- Oral presentation
- Open Access
Recurrent symmetrical drug-related intertriginous and flexural exanthema caused by different iodinated contrast media
© Caralli et al; licensee BioMed Central Ltd. 2015
- Published: 11 March 2015
- Informed Consent
- Hypersensitivity Reaction
- Previous History
- Systemic Symptom
Symmetrical drug-related intertriginous and flexural exanthema (SDRIFE), is a self-limiting type IV hypersensitivity reaction characterized by sharply defined symmetric erythema involving the gluteal area and the flexural or intertriginous folds without any systemic symptoms. SDRIFE caused by iodinated contrast media (ICM) have been rarely reported.
A 76-year-old woman with the diagnostic suspicion of urinary lithiasis, was subjected to a CT scan with an unknown ICM.
Forty-eight hours after the CT scan was carried out, she developed an erythema in both axillae, inframammary folds, cubital and popliteal fossae, such as gluteal and inguinal area, without systemic symptoms. She was treated with methylprednisolone and she began to improve one week later.
The patient had no previous history of drug hypersensitivity and she had tolerated ICM six years before.
She was referred to our Drug Allergy Unit for study, where epicutaneous and single-blind intravenous controlled challenge tests were performed.
Intradermal and epicutaneous tests were led with iomeprol, iopamidol and ioversol being negative.
A single blind intravenous controlled challenge test with iomeprol was performed after the patient filled in an informed consent. Forty-eight hours after the administration of 30 ml the patient developed a sharply erythema of the inframammary folds, inguinal area, and cubital and popliteal fossae, without systemic symptoms.
Four and eight weeks later respectively, single-blind intravenous controlled challenge tests with iopamidol (30 ml) and ioversol (30 ml) were performed, and the patient had similar symptoms.
We present a case of SDRIFE due to iomeprol, iopamidol and ioversol confirmed by positive controlled challenge tests.
In our case, intradermal and epicutaneous test were not useful, therefore, controlled challenge test are necessary as have been demonstrated in other cases.
Cross-reactivity was demonstrated between three different ICM in controlled challenge tests.
Written informed consent was obtained from the patient for publication of this abstract and any accompanying images. A copy of the written consent is available for review by the Editor of this journal.

● Your task:
Write out the stretch of the contrast media abstract from "We present a" through "of this journal.", swapping "Cross-reactivity" for "Cross-sensitivity". Rely only on the abstract above.

● Record extracts:
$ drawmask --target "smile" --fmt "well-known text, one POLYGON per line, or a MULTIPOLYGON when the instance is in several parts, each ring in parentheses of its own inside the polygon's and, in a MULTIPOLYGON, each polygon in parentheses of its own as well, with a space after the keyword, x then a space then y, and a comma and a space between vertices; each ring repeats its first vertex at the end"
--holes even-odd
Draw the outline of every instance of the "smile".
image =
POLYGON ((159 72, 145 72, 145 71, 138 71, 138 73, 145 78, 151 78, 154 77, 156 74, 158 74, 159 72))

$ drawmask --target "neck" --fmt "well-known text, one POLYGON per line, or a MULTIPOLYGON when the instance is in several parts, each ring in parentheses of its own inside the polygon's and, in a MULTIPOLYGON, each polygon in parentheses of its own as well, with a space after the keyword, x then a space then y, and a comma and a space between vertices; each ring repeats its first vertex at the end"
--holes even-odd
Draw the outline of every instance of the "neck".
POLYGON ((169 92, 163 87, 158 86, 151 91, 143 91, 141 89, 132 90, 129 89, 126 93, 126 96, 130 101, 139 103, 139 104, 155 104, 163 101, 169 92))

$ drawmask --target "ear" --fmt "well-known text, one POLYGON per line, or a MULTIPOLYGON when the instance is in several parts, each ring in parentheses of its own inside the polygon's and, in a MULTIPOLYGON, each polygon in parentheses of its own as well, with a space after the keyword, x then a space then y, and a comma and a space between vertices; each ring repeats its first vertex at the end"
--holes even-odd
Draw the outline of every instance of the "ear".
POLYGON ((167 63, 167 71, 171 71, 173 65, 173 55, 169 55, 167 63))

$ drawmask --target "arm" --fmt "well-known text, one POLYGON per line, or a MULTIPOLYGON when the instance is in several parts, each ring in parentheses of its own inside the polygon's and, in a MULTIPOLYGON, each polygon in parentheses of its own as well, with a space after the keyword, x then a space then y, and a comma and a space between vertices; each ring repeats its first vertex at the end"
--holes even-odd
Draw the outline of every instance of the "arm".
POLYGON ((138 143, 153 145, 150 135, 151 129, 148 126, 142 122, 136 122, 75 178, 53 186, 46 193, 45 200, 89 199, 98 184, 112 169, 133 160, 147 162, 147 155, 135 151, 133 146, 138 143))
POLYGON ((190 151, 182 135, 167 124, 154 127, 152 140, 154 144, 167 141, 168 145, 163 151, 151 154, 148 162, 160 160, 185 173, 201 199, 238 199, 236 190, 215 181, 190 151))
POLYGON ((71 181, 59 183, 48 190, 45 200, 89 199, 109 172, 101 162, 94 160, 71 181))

● Answer:
We present a case of SDRIFE due to iomeprol, iopamidol and ioversol confirmed by positive controlled challenge tests.
In our case, intradermal and epicutaneous test were not useful, therefore, controlled challenge test are necessary as have been demonstrated in other cases.
Cross-sensitivity was demonstrated between three different ICM in controlled challenge tests.
Written informed consent was obtained from the patient for publication of this abstract and any accompanying images. A copy of the written consent is available for review by the Editor of this journal.